**What this task involves**
Lines with "spread": copy each one from the listing below.

**Records for this task**
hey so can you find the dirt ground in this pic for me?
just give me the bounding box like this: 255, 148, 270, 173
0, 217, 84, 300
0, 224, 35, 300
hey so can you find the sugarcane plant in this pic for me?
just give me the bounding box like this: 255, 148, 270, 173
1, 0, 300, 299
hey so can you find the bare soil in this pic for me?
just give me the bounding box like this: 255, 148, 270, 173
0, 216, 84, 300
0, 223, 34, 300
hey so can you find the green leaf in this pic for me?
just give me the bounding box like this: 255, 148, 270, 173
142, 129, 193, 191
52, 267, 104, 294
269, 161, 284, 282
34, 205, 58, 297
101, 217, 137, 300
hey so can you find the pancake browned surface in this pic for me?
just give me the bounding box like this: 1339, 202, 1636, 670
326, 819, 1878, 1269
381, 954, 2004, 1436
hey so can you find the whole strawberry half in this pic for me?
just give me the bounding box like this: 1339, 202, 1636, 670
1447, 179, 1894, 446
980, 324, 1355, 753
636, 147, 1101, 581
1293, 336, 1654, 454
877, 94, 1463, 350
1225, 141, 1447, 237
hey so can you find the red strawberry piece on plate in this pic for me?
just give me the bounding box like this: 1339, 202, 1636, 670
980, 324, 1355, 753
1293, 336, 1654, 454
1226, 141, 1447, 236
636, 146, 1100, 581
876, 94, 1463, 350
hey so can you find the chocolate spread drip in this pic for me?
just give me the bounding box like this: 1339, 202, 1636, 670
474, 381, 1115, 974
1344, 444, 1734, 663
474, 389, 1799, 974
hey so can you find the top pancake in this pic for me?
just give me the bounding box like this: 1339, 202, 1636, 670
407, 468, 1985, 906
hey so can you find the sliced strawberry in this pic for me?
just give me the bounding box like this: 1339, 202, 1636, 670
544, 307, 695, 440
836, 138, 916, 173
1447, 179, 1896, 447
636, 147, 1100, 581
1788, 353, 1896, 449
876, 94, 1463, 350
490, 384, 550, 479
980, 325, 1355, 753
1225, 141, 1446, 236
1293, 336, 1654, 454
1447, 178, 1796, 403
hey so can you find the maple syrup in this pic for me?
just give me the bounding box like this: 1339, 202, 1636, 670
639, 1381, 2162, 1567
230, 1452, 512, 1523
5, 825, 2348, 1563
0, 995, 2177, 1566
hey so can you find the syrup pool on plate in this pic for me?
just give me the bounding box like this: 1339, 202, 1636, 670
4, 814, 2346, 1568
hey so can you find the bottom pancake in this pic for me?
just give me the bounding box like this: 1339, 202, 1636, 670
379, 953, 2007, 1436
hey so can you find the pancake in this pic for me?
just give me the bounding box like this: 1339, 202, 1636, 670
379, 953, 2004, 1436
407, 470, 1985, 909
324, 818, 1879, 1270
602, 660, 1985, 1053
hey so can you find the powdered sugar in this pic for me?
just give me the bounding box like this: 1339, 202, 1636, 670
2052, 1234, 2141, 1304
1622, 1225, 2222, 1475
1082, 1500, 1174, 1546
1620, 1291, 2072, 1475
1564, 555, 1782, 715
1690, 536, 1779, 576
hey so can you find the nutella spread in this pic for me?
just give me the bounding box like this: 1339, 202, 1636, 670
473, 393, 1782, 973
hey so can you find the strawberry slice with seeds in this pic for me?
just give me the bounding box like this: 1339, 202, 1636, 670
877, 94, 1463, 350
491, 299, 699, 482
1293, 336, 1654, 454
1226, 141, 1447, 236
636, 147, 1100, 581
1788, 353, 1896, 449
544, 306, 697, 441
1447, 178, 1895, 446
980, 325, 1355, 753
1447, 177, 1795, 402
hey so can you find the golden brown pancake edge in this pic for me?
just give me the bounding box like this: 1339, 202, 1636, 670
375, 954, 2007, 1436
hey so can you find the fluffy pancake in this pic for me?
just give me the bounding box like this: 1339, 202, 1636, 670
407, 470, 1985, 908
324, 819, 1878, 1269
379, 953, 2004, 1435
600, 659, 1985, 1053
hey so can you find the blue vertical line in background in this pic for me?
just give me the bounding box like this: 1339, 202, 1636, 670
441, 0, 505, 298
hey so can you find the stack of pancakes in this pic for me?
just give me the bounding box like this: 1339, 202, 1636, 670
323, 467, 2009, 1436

**Problem solution**
hey so can you find the chocolate spread drip in this pic for me?
hey so can you find the nutella spread in this pic for me?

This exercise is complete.